___ Dokumen Sumber

Namun pertanyaannya adalah, mampukah Kaesang mengalahkan PKS dalam Pilkada Depok mendatang? 

Perebutan Politik ala Selebriti? 

Kemunculan Kaesang dalam politik sebenarnya bukanlah hal yang baru. Sejak beberapa dekade terakhir, politisi muda seolah kembali menunjukkan “taringnya” dalam dunia persaingan elektoral. Mereka yang muda diklaim membawa perubahan bagi kondisi politik yang kini masih didominasi oleh gerontokrat atau orang-orang tua.  

Selain itu, dengan kiprahnya yang menarik di kalangan muda, maka mereka berpeluang besar untuk menang dalam pemilu ke depannya.  

Hal yang sama juga melekat pada Kaesang. Sebagai tokoh muda yang sukses, Kaesang memang berpotensi besar untuk maju dalam politik. Selain memiliki basis modal yang kuat, Kaesang juga diuntungkan berkat “takdirnya” sebagai anak dari Presiden Jokowi.  

Namun, bila dilihat dari keputusannya untuk maju dalam Pilkada Depok, bisa dilihat bahwa Kaesang mulai “bertaruh” untuk meraih posisi yang sama seperti Gibran.  

Meski demikian, tentu pertarungannya akan jauh lebih berat dibandingkan Gibran. Hal ini dikarenakan Kaesang akan menghadapi PKS sebagai “raksasa politik” yang sudah berkuasa selama 15 tahun.  

Paul Rhode dalam publikasinya berjudul The Long History of Political Betting Markets: An International Perspective menilai pertaruhan politik lumrah dilakukan oleh politisi menjelang pemilu.  

Jika pemilu seolah ditempatkan sebagai “pasar”, maka pemilih ditempatkan sebagai pembeli yang berhak memilih produknya, yaitu kandidat yang hendak menduduki jabatan publik.  

Logika pasar itulah yang kemudian berlaku disini. Jika tokoh yang kurang dikenal maju dalam pemilu, maka preferensi pembeli justru akan condong kepada tokoh yang sudah lama dikenal. 

Dengan kondisi politik Depok yang didominasi PKS, maka Kaesang harus berhadapan dengan “pemain lama” yang sudah mapan karena belum menguasai medan yang dihadapinya. Terlebih, calon lawannya adalah Gamal, sosok muda yang juga tampak menjanjikan dan relevan.  

Meski demikian, potensi kemenangan Kaesang juga tidak kecil. Hal ini akan terjadi jika ia mampu memanfaatkan atribusi dirinya secara maksimal untuk menghimpun narasi “perubahan” dari warga Depok.

______

## [Latihan A]
Perbarui bagian artikel tentang Kaesang dan Pilkada Depok dari "Meski demikian, tentu" sampai "selama 15 tahun.", lalu ganti "raksasa politik" dengan "kekuatan politik".
## [Latihan B]
Teruskan artikel tentang peluang Kaesang di Pilkada Depok mulai dari kalimat terakhirnya.

___ Kutipan Baris

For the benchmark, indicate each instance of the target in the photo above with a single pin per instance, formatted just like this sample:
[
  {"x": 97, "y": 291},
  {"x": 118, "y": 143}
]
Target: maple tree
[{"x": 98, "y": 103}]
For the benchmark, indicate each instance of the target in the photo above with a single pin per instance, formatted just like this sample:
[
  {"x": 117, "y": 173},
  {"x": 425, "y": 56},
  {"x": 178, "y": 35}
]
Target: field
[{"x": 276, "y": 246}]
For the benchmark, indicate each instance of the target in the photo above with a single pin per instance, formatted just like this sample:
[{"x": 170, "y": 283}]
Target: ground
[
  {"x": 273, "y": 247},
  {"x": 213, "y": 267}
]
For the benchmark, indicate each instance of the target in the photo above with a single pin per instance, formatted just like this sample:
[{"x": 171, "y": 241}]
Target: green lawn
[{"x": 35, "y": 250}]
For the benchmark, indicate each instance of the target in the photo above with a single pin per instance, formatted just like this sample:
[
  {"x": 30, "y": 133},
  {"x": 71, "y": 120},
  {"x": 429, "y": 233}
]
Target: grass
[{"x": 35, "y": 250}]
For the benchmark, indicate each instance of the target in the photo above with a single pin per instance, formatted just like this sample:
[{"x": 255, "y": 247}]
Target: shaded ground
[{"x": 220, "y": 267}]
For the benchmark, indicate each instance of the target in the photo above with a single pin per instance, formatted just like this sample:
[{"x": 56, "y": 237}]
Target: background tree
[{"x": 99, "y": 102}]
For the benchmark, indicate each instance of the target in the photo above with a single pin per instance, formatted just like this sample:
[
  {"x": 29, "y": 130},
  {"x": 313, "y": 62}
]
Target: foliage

______

## [Hasil A]
Meski demikian, tentu pertarungannya akan jauh lebih berat dibandingkan Gibran. Hal ini dikarenakan Kaesang akan menghadapi PKS sebagai “kekuatan politik” yang sudah berkuasa selama 15 tahun.

## [Hasil B]
Molly Andrews dalam publikasinya berjudul Narrating Moments of Political Change menyebutkan bila narasi perubahan digaungkan pada saat pemilu, maka tokoh yang melakukannya akan mendapatkan insentif elektoral yang cukup besar. 

Hal ini juga dirasakan oleh PKS saat menyikapi majunya Kaesang. Berhubung Gamal merupakan tokoh muda yang kiprahnya sedang moncer, maka ia dapat dimajukkan untuk membawa narasi yang sama.  

Sebagai tokoh muda, Gamal dapat “dibingkai” oleh PKS untuk menarik preferensi anak muda kepadanya. 

Selain itu, dengan preferensi pemilih yang sudah berpindah dari partai ke tokoh, maka pertarungan Gamal vs Kaesang kedepannya lebih mirip pemilihan “seleb politik” alih-alih kontestasi politik seperti biasa. 

Lantas, akankah Gamal akan langsung mudah memenangkan Pilkada Depok mendatang?  

Kiranya belum tentu, jika Kaesang berhasil menghimpun kekuatan politik yang besar, maka Gamal dan PKS bisa kesulitan membendungnya.  

Lagipula, PKS juga perlu menyiapkan strategi baru untuk mempertahankan basisnya di Depok dalam pemilihan mendatang untuk memastikan suara mereka tidak tergerus. 

Well, sebagai penutup, pertarungan Kaesang dalam Pilkada Depok kedepan akan menjadi medan yang menarik untuk dicermati. 

Selain karena disiapkan untuk menantang dominasi PKS di Depok, kemunculan Gamal sebagai counter dari Kaesang dianggap akan “memanaskan” perebutan kursi wali kota. (D90)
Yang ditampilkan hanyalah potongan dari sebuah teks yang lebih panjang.